#### Passage for review ####
Has a long history of use in childbirth in promoting uterine contractions during labor. Has also been used for menstrual problems.
Decoction has been used externally for skin infection, skin diseases, wounds, leg ulcers, snakebite and venomous insect bite.

PREPARATIONS: TRADITIONAL DOSAGES FOR PROFESSIONAL NOTE ONLY
!All others buy commercial preparations and follow directions carefully!
PROFESSIONALS ONLY!!
DECOCTION = Boil 2 tbsp fresh plant or rootstock with 1 cup water for 10 minutes, then strain; dose according to professional medical instructions.
COLD EXTRACT = Combine 2 tsp plant or rootstock with 1 cup cold water and let stand 6 to 8 hours; dose according to professional medical instructions.

VETERINARY:
Used in farm animals to strengthen contractions during labor; dose is 2 tsp of dried powdered herb, or 2 Tbsp brewed herb.




FRAIL BIRTHWORT
Aristolochiaceae
(Aristolochia debilis)
imageImage

TOXIC! PROFESSIONAL USE ONLY
Used in Chinese medicine, but subject to legal restrictions in some countries.
ARISTOLOCHIA PRODUCTS BANNED IN THE UNITED STATES - linked to kidney failure.
Used only in small quantity and for a very short term.
#### Data provided ####
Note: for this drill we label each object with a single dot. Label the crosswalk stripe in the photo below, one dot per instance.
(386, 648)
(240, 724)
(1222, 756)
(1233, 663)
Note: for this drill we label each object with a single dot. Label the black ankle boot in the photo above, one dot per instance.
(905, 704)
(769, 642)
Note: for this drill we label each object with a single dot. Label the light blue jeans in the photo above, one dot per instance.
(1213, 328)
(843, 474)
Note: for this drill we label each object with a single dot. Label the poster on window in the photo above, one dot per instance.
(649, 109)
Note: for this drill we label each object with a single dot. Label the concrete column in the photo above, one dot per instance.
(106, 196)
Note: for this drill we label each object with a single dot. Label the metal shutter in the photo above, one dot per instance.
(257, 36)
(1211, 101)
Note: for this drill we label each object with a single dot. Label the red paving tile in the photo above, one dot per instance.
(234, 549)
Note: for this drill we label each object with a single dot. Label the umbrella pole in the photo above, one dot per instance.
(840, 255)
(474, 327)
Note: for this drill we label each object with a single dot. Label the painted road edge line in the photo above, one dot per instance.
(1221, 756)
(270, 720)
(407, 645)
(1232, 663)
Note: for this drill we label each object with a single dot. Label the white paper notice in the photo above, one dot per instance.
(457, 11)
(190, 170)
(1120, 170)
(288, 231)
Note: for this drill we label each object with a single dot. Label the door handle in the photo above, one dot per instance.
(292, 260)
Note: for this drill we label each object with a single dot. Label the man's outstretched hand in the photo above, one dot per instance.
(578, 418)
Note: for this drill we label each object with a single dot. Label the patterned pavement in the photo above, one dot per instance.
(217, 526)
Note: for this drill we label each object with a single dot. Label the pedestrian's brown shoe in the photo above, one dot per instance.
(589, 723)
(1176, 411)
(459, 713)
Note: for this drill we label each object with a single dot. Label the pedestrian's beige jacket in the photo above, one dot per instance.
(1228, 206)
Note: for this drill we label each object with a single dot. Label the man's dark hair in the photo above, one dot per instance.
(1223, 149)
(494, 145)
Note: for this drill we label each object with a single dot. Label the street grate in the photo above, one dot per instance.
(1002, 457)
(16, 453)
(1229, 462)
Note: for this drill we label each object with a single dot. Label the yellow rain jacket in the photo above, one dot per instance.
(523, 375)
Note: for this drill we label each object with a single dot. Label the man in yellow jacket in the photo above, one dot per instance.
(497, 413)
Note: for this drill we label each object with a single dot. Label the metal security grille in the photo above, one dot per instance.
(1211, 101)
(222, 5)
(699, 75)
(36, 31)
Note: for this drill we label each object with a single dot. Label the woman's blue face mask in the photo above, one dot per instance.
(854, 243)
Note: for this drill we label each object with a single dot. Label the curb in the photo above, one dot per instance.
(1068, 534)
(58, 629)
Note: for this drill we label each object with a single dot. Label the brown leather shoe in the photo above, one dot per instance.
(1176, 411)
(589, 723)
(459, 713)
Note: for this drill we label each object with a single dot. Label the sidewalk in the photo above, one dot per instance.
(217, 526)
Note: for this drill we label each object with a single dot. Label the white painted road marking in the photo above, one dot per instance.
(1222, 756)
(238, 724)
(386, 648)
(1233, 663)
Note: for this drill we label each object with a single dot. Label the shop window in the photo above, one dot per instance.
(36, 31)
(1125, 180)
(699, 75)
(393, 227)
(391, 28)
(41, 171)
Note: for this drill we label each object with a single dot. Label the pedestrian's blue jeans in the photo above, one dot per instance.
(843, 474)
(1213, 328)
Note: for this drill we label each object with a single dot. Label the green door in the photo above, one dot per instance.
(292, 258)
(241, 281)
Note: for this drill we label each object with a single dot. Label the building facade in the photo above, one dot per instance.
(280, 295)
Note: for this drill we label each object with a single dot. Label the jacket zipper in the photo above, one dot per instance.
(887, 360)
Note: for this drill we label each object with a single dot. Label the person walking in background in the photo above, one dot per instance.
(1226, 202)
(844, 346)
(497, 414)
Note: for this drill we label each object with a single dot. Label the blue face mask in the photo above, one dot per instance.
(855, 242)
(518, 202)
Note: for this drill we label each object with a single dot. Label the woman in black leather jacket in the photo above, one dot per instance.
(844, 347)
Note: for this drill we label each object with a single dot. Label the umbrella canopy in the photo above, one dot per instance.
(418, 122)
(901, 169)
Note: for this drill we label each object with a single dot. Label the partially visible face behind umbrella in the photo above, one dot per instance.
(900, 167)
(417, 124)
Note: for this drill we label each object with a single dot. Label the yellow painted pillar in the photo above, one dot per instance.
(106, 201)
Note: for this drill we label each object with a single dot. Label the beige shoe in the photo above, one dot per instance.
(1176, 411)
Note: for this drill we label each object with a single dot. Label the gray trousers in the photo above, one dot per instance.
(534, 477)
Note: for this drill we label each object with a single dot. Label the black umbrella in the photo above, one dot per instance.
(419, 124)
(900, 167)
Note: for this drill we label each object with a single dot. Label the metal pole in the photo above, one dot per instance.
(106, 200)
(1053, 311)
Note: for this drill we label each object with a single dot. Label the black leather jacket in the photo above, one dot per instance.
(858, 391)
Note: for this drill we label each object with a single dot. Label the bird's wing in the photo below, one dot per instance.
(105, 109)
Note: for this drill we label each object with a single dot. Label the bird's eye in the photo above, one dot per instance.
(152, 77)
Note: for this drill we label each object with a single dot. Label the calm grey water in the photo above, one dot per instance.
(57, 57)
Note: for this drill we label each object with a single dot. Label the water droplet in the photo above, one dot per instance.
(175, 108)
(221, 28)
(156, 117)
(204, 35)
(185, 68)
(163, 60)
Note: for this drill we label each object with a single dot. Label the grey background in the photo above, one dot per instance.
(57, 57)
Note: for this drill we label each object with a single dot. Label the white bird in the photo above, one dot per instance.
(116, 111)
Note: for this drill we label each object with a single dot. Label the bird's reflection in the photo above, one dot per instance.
####
# Activity
Copy the herbal text from "Has a long history" to "venomous insect bite.", substituting "delivery" for "childbirth".

# Answer to the problem
Has a long history of use in delivery in promoting uterine contractions during labor. Has also been used for menstrual problems.
Decoction has been used externally for skin infection, skin diseases, wounds, leg ulcers, snakebite and venomous insect bite.